TASK DIRECTIONS:
Substitute "worker's arm" for "man's arm" in the stretch of data from the line containing "Greenhouse-scouting task: tag the man's arm" through the line containing "point(649, 242)". Return only those lines, with everything else left unchanged.

DATA FOR THE TASK:
start
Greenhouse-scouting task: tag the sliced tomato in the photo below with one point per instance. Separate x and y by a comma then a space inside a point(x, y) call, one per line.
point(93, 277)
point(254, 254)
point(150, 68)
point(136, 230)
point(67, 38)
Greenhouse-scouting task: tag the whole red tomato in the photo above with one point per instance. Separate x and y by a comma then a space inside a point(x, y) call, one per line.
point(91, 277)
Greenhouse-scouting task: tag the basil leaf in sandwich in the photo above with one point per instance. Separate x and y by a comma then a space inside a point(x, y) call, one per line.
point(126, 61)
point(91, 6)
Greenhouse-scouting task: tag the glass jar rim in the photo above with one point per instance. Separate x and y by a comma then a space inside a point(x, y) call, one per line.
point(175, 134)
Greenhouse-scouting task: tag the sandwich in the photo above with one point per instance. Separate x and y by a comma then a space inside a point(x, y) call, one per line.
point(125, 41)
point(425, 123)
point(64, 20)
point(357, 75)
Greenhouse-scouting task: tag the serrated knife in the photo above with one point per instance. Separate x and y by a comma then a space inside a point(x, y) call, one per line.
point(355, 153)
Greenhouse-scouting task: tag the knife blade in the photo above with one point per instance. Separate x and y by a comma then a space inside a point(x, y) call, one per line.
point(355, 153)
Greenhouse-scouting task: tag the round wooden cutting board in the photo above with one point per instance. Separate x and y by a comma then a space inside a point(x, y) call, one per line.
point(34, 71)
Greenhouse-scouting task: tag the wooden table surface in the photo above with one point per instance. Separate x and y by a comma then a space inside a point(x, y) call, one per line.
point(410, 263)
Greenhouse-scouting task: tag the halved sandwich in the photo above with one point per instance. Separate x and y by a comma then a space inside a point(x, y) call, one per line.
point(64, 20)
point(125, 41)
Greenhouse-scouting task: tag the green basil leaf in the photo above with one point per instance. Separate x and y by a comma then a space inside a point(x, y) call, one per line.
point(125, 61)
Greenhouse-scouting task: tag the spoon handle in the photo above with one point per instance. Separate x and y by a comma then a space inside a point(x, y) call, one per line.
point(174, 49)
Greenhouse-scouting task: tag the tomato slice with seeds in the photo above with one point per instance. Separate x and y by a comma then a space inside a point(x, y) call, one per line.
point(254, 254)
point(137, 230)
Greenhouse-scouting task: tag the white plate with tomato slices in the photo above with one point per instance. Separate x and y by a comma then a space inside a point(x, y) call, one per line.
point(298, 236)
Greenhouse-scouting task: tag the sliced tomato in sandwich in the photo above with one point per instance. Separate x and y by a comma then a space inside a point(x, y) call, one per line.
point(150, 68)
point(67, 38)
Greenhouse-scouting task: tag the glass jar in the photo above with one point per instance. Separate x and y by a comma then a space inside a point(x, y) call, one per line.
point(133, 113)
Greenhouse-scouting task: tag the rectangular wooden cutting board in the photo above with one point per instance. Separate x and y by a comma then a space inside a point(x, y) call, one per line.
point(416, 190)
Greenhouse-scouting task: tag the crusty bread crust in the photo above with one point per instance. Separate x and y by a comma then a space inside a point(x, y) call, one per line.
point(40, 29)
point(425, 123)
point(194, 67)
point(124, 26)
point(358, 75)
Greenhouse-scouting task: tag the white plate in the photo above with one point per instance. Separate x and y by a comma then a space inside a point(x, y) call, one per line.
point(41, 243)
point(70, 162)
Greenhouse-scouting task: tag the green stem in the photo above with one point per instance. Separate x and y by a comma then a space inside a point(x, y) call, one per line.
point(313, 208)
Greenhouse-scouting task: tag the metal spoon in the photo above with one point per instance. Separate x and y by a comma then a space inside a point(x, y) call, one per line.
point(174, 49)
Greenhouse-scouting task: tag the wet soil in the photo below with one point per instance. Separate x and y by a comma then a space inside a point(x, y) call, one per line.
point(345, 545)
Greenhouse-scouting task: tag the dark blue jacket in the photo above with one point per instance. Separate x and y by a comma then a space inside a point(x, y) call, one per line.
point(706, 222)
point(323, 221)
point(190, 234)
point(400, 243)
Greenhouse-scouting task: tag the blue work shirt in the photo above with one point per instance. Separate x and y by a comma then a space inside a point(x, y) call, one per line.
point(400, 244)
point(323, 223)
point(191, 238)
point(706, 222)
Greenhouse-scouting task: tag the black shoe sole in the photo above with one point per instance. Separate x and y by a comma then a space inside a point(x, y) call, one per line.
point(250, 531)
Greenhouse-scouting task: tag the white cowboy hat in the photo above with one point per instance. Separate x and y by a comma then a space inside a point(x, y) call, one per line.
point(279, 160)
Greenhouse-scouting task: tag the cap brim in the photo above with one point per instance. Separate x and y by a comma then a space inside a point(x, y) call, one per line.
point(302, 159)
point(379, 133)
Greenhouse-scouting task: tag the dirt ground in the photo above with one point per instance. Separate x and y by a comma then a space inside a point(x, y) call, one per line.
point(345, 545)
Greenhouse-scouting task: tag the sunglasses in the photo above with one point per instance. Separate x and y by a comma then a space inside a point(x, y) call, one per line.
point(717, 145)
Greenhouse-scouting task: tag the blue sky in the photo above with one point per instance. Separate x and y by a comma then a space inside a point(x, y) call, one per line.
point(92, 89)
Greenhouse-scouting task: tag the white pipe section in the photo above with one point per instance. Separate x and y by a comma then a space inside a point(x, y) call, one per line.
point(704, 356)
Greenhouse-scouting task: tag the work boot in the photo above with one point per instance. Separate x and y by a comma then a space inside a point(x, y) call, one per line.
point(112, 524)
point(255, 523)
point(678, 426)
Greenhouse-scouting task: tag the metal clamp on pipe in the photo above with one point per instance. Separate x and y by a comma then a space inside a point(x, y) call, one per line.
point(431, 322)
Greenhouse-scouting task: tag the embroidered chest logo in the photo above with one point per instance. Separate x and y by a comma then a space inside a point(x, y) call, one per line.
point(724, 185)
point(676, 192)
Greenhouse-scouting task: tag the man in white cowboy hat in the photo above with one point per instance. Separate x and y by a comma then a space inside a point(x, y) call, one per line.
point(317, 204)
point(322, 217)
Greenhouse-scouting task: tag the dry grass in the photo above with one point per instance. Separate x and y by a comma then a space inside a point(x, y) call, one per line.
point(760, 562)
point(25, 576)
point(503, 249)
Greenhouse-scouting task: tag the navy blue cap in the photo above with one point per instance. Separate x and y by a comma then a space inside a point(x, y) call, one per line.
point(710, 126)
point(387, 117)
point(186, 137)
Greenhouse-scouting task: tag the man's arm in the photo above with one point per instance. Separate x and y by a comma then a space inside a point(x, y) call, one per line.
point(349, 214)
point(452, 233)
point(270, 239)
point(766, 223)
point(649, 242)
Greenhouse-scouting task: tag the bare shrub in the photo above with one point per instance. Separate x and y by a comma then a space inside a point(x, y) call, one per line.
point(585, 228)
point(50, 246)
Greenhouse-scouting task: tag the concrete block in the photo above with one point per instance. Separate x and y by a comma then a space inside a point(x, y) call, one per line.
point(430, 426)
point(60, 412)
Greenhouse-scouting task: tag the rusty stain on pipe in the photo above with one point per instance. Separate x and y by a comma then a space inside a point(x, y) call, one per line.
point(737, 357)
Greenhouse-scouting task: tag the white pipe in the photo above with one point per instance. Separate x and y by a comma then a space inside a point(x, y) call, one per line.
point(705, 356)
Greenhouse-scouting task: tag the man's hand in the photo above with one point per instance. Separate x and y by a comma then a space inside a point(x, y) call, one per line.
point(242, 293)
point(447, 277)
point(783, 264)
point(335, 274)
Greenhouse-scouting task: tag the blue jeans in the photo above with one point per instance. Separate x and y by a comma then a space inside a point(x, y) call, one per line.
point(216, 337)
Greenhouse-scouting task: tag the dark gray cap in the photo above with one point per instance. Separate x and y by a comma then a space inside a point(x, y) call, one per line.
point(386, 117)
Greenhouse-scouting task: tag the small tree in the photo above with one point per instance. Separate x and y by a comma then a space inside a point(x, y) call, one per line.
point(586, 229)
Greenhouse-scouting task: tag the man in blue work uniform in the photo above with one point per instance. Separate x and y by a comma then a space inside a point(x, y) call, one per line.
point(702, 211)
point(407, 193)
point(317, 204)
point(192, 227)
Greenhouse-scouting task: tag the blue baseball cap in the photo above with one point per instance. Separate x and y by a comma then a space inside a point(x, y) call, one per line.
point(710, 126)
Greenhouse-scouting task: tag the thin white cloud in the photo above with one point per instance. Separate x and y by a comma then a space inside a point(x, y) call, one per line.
end
EXERCISE RESULT:
Greenhouse-scouting task: tag the worker's arm in the photo above with one point per instance. Separate x and y by a comma then a space inside a point(x, y) call, one per line.
point(349, 214)
point(452, 233)
point(270, 239)
point(766, 223)
point(649, 242)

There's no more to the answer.